**Activity:** Repeat only the lines below from the one containing "Target | car rear window" through the one containing "Target | crumpled front fender", inclusive, exactly as written.

**Point localization data:**
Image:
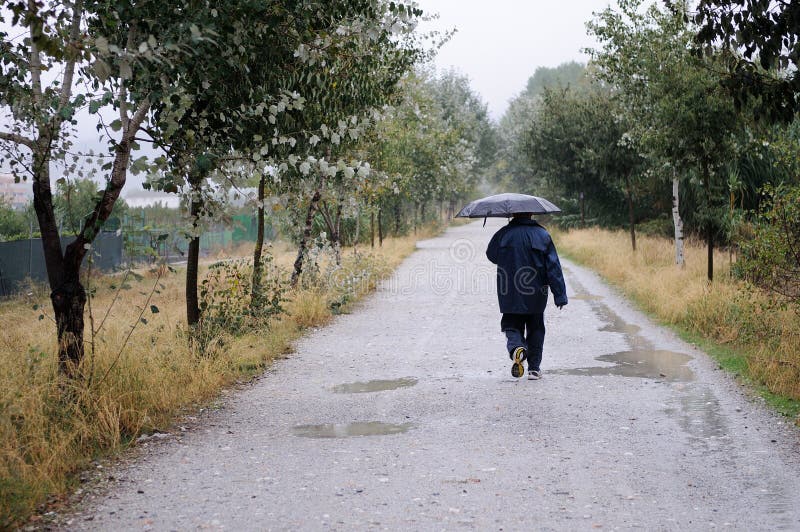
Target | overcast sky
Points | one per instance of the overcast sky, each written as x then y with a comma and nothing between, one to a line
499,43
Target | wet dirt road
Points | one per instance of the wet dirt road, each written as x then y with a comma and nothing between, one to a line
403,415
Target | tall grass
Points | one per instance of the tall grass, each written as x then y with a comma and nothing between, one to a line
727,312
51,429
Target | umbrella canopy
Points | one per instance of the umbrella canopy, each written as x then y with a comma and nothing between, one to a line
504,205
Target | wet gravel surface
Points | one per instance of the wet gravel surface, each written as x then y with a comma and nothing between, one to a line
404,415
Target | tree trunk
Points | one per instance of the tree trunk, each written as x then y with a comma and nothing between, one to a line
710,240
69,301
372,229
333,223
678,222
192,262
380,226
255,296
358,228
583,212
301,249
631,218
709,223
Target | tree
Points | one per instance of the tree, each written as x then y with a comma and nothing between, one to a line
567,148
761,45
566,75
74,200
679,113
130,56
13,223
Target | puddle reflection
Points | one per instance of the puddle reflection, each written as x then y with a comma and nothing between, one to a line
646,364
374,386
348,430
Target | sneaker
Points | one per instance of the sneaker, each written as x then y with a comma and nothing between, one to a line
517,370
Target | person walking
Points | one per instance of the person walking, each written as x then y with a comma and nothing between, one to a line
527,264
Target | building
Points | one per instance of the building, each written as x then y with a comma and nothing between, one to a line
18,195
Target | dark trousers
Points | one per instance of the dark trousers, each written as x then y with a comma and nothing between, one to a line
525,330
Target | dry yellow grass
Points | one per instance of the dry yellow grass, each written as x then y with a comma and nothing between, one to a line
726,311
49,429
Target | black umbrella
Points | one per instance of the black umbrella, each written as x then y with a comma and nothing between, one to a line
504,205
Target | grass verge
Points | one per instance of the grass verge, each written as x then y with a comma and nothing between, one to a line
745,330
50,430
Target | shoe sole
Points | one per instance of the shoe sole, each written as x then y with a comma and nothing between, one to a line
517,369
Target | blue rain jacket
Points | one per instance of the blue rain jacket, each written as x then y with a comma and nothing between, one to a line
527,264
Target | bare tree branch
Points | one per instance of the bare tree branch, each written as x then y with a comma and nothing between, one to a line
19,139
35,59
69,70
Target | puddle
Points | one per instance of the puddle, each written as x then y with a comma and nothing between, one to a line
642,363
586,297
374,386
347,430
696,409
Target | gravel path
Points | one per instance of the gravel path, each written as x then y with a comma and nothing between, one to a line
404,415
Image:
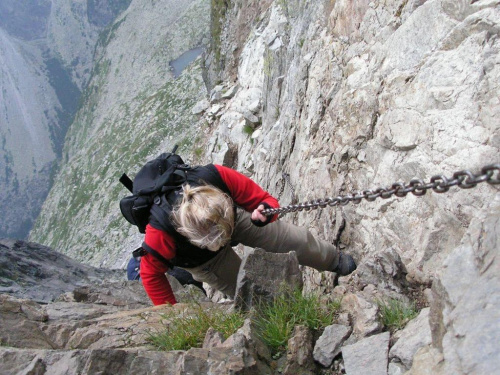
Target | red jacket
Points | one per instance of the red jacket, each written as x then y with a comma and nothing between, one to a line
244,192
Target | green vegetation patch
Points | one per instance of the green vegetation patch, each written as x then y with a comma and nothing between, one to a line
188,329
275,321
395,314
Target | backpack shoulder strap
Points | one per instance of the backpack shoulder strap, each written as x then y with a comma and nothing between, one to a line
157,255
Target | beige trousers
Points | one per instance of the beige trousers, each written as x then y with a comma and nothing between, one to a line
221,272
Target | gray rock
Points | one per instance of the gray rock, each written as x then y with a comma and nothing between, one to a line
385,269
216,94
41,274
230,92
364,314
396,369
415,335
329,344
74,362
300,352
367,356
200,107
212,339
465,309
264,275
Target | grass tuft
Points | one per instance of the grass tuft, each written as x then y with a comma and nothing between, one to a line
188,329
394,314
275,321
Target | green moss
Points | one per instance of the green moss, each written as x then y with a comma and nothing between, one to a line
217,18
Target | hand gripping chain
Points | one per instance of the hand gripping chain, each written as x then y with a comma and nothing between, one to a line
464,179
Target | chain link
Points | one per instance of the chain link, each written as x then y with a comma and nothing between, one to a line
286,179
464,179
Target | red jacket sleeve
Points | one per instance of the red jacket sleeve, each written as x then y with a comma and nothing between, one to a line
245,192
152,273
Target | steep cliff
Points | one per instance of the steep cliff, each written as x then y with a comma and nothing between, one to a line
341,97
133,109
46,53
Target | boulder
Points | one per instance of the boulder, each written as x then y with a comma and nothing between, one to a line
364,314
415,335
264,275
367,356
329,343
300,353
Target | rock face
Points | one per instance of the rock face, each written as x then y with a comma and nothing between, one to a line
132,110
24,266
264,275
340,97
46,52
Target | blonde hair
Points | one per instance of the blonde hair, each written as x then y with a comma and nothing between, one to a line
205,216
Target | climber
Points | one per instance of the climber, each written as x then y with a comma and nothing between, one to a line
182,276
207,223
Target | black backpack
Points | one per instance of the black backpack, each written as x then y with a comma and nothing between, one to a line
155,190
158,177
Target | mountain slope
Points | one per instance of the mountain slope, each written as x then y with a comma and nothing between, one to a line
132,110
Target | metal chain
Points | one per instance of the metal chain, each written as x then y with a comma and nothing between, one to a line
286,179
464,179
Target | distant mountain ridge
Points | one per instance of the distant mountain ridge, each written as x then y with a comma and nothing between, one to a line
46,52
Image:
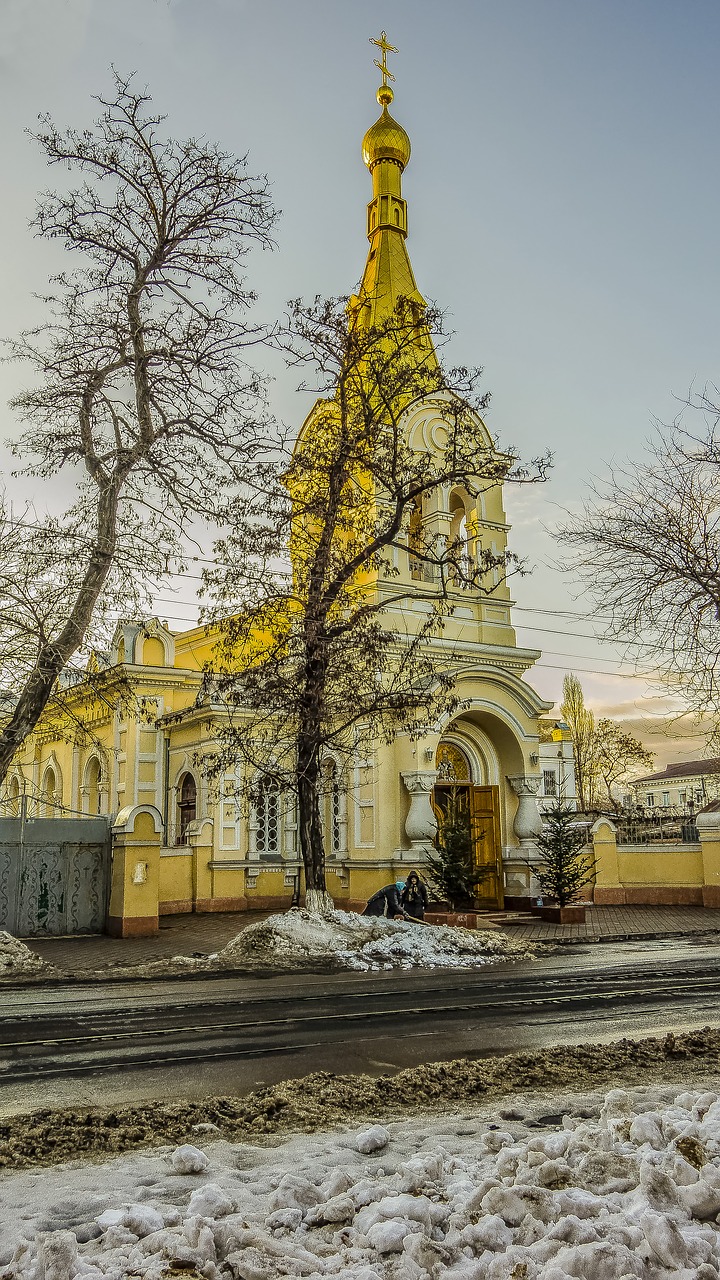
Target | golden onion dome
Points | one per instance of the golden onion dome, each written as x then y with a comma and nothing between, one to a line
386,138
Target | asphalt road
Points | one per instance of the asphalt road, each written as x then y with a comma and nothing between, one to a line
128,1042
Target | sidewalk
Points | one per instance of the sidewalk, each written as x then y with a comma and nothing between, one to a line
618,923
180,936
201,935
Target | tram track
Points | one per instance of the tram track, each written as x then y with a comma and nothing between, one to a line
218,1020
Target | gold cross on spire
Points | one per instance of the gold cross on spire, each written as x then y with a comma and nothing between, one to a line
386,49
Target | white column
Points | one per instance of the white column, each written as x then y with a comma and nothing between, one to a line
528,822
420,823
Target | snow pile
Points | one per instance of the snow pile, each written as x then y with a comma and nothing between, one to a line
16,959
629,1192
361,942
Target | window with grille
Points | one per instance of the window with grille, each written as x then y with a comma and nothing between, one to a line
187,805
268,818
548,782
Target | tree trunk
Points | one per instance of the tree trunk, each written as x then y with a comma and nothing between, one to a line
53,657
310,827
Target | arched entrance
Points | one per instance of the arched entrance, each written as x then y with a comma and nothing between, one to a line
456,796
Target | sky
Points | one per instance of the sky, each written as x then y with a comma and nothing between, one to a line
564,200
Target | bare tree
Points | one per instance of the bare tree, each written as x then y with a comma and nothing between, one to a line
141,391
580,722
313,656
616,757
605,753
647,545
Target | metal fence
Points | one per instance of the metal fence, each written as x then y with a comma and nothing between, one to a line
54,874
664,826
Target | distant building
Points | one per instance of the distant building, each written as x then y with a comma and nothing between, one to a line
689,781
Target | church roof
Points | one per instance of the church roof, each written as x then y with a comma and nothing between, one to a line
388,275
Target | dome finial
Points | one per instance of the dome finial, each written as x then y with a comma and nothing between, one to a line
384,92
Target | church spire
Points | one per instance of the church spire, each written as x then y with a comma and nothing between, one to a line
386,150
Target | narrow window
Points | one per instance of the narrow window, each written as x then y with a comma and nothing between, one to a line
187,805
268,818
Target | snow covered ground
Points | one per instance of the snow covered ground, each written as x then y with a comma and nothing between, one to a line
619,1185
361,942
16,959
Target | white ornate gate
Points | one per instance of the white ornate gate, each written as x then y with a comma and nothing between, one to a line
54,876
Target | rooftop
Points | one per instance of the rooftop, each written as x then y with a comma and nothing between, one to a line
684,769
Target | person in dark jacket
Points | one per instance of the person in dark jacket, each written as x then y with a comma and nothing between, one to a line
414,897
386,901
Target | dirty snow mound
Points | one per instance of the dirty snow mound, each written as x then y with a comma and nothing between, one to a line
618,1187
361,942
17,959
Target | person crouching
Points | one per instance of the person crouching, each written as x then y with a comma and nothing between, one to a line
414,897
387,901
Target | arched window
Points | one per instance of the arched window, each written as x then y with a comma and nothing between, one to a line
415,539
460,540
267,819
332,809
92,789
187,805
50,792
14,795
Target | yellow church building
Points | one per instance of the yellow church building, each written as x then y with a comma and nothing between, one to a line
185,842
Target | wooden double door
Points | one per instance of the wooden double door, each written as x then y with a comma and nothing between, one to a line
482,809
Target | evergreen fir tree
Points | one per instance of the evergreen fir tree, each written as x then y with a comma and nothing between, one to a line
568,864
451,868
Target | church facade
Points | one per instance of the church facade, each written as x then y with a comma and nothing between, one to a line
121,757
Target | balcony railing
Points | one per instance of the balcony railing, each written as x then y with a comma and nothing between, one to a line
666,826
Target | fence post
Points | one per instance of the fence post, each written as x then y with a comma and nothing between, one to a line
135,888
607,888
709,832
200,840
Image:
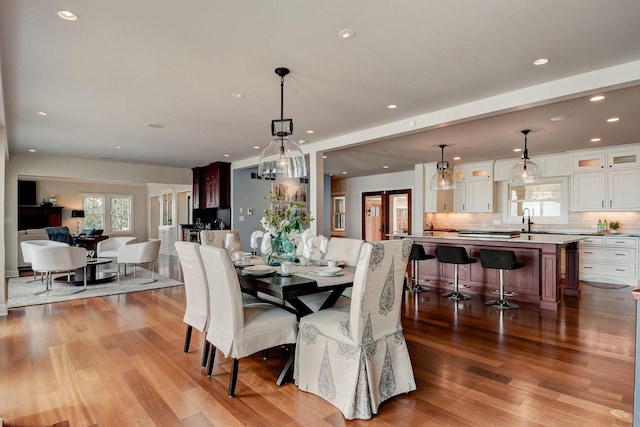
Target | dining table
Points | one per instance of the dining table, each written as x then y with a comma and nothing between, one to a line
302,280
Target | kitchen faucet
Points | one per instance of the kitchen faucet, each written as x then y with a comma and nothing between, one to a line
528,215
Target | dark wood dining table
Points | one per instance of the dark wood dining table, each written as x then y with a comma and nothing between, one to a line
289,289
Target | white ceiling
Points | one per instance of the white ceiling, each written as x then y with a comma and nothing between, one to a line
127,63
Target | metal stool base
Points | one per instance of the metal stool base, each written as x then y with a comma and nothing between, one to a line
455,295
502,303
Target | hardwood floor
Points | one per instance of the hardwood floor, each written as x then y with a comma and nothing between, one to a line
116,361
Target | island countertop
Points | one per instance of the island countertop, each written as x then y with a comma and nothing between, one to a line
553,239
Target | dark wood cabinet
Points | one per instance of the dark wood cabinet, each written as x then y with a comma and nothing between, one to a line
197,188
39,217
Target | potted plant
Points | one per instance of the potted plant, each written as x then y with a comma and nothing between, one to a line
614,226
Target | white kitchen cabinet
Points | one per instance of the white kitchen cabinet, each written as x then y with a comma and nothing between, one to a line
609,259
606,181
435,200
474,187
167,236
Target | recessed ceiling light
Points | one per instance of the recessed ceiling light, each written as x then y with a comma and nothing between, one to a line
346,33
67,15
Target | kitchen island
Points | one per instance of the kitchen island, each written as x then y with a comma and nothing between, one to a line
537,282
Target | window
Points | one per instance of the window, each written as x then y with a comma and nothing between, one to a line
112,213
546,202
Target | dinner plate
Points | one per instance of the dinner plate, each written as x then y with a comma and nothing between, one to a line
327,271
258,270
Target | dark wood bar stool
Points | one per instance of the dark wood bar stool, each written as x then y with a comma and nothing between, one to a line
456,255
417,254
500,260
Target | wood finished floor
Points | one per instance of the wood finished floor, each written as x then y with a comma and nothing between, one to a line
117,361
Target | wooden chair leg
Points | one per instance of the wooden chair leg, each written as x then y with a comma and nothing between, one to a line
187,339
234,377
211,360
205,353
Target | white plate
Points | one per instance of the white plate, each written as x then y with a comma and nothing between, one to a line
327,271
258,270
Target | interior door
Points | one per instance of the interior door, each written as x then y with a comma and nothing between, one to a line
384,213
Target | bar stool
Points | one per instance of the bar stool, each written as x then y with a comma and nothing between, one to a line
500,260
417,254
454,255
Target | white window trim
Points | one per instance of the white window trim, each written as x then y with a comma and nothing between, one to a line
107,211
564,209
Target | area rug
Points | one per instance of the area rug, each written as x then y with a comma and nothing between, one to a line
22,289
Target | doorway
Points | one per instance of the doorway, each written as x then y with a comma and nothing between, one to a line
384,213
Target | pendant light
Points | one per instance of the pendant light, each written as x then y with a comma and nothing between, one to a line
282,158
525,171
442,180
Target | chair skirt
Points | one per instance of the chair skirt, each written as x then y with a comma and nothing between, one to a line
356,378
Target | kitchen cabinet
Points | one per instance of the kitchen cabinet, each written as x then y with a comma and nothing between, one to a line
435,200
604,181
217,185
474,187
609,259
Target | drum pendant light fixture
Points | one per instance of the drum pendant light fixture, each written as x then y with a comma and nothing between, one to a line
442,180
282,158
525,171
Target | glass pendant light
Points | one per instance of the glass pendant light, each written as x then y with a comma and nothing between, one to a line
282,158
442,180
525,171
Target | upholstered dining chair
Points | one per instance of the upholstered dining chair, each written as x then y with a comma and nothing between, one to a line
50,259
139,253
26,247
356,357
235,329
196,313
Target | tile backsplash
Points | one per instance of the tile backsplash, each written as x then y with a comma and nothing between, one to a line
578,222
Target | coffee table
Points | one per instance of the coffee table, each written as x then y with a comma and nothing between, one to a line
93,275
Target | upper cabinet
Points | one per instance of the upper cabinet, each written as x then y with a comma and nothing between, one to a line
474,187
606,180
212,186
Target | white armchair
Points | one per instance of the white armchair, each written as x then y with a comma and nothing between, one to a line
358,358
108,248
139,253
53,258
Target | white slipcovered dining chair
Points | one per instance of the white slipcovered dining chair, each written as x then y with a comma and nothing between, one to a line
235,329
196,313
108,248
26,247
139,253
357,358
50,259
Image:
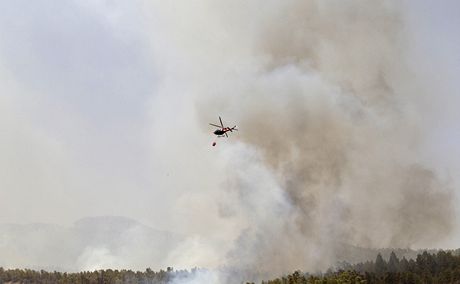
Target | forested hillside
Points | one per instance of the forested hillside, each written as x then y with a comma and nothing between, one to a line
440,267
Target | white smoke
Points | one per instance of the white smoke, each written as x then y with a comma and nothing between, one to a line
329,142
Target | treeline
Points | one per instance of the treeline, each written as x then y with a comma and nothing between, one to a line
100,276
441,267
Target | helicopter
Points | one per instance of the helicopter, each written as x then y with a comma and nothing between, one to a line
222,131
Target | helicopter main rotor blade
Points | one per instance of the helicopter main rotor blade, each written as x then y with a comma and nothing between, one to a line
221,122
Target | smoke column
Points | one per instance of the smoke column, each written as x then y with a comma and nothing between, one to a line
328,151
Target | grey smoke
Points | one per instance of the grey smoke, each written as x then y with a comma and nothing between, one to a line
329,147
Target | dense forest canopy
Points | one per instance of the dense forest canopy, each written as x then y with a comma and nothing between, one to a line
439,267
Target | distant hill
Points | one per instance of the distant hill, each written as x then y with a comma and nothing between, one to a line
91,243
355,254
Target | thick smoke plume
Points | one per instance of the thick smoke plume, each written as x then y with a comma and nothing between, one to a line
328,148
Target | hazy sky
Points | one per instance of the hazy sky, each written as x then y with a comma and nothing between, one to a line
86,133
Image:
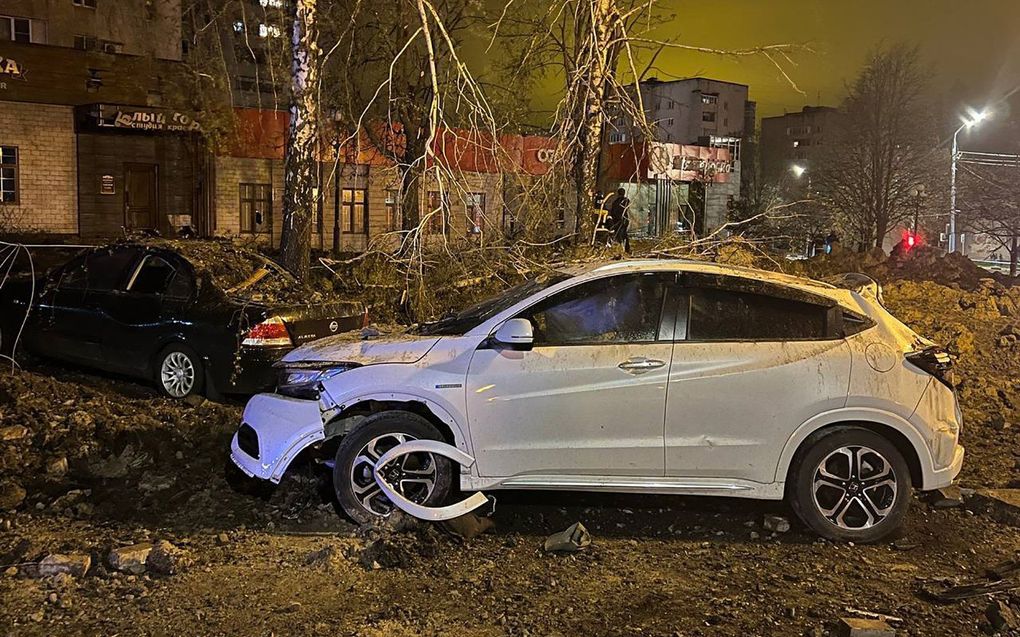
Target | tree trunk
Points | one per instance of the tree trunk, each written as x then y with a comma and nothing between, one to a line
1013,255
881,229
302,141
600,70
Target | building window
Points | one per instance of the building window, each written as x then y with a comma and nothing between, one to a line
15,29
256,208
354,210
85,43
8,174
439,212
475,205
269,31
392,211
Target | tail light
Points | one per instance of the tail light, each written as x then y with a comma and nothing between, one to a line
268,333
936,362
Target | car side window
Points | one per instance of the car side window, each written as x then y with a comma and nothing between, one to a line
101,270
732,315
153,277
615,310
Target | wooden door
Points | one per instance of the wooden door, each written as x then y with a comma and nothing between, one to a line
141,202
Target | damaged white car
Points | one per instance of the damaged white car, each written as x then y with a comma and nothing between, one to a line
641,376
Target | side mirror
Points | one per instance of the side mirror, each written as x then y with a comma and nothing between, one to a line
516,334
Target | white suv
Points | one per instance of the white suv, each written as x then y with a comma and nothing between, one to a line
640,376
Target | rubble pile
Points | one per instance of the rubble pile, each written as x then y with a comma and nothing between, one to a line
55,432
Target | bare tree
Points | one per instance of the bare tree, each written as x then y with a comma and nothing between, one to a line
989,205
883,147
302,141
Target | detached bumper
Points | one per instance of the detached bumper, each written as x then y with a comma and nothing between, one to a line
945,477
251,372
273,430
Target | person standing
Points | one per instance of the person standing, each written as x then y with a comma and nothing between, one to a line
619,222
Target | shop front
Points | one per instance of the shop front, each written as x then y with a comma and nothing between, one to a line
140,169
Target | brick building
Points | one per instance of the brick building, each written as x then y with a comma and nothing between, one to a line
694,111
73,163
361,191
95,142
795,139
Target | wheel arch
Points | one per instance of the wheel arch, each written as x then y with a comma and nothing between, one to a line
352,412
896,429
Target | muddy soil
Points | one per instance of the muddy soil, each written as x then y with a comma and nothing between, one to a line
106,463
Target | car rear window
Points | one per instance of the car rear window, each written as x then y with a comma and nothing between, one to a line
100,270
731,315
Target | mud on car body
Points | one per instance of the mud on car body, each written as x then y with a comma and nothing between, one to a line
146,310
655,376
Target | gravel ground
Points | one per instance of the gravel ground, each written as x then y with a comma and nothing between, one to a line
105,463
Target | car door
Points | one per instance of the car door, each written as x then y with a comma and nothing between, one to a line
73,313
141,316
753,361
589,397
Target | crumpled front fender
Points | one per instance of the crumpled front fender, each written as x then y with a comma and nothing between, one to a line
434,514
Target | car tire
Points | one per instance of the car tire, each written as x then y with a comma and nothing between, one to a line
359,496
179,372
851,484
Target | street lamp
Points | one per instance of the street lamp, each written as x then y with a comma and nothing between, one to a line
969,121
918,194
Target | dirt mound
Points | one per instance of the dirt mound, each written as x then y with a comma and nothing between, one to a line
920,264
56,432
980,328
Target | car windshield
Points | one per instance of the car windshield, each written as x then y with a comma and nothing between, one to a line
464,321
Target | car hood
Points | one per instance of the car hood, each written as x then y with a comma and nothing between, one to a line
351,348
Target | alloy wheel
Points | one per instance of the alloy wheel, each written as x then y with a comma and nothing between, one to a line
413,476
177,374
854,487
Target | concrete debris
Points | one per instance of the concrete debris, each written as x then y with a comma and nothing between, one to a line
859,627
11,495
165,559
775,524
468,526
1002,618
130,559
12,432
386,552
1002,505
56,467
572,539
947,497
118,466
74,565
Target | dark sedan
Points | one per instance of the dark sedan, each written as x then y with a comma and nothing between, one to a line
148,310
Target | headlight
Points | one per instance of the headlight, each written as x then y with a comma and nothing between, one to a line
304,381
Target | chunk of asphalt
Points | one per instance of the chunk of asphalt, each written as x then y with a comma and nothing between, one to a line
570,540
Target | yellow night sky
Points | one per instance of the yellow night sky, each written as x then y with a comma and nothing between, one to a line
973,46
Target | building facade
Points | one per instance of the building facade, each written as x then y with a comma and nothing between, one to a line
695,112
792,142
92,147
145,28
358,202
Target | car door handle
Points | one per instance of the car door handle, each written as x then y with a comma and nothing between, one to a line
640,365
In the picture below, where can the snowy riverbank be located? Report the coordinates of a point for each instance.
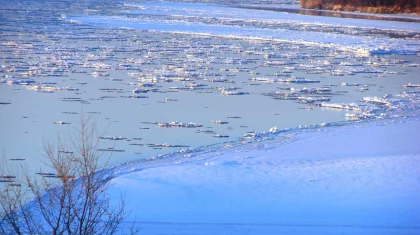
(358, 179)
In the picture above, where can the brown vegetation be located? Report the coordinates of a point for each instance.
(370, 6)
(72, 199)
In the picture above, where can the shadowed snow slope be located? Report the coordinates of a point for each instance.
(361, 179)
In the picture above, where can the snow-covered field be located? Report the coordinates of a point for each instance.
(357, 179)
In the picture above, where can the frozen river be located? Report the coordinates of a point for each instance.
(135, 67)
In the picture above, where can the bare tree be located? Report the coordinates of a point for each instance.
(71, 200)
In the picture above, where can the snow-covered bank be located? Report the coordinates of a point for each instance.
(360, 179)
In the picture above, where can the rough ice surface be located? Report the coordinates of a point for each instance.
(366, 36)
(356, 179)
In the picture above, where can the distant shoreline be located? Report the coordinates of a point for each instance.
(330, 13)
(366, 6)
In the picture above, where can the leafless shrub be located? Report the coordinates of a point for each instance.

**Written solution:**
Target | car rear window
Points | one per instance of the car rear window, each written as x then y with a comma and nothing between, one to a line
100,270
731,315
Target | mud on car body
Points | one per instance of the mud on car body, each written as x then y with a comma and nothing between, one to a line
146,310
655,376
Target | gravel ground
Points | one per instance of the gravel ground, each written as x then y with a comma and nothing between, one to a line
105,463
Target | car door
Points | one per instance of the car door, each written as x then y with a comma and nothing between, one to a line
73,313
141,316
753,361
589,397
Target | crumpled front fender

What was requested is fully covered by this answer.